Location identification items
****
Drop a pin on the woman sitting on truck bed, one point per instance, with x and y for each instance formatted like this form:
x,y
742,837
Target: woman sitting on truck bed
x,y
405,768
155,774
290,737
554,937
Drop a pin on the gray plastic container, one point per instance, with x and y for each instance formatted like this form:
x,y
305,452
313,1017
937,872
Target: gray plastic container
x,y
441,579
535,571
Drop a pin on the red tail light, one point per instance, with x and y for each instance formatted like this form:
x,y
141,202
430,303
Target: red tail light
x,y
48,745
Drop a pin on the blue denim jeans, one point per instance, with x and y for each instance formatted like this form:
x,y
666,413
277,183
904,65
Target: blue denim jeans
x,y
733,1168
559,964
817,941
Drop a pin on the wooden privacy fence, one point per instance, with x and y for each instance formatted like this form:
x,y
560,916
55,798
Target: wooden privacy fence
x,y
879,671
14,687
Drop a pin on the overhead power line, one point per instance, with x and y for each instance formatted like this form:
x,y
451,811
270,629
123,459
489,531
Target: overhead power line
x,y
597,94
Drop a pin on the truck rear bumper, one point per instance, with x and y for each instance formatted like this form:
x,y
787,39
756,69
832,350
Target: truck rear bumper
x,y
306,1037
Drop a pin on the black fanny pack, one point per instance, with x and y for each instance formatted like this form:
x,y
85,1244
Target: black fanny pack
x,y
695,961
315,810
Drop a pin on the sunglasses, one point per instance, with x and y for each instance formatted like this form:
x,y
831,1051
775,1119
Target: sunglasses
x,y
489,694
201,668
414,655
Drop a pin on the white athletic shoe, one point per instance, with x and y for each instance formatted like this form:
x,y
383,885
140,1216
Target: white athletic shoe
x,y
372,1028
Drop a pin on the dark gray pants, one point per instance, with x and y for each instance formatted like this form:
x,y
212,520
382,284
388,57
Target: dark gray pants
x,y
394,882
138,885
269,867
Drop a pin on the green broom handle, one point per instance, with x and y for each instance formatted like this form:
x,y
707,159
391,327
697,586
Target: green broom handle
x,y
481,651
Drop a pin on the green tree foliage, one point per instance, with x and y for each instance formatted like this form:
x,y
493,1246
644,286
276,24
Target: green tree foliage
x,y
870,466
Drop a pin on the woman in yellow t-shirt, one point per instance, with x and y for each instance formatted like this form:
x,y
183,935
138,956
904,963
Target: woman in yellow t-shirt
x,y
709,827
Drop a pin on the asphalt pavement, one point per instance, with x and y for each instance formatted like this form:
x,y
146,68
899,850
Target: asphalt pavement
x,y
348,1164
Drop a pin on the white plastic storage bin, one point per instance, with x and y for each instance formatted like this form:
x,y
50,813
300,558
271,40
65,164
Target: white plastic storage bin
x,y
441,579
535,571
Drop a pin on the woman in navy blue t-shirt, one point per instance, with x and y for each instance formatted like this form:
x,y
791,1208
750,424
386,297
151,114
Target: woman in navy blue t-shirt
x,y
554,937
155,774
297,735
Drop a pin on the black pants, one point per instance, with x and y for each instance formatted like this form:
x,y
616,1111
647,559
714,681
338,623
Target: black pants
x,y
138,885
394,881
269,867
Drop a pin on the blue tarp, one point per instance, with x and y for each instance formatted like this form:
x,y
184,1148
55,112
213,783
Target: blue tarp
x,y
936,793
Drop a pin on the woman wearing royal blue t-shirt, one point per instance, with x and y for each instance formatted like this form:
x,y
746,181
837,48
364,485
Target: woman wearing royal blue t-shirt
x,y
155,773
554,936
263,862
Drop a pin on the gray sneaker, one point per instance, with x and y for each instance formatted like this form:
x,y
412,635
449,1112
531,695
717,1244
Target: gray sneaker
****
§ **WHAT IS REQUIRED**
Extract the lines above from the one containing "Drop a pin on the woman in navy" to the last line, both included, exactly as written.

§ **COMPLETE ANSWER**
Drop a pin on the woman in navy blue t-shirt, one point per instance, with x and y for each instance formatted like this form:
x,y
791,1208
750,424
386,297
151,114
Target: woman in navy blue t-shirt
x,y
554,937
155,774
297,735
Drop a pin on the black pants, one point per instance, with x and y for each instance formatted like this form:
x,y
616,1111
647,559
714,681
338,623
Target: black pants
x,y
138,885
394,881
269,867
Drop a pin on the blue tarp, one point per instance, with x and y for each instance formatted like this form:
x,y
184,1148
55,112
213,783
Target: blue tarp
x,y
936,793
Drop a pin on the woman wearing royal blue t-shirt, one point per instance, with x and y for each instance formatted like this form:
x,y
746,181
837,48
364,485
Target: woman wearing royal blue t-shirt
x,y
155,773
554,936
263,862
Drop a pin on the gray sneaker, one point per instance, with x and y for each instance formatted like this form:
x,y
412,635
449,1112
531,695
717,1244
Target: gray sneaker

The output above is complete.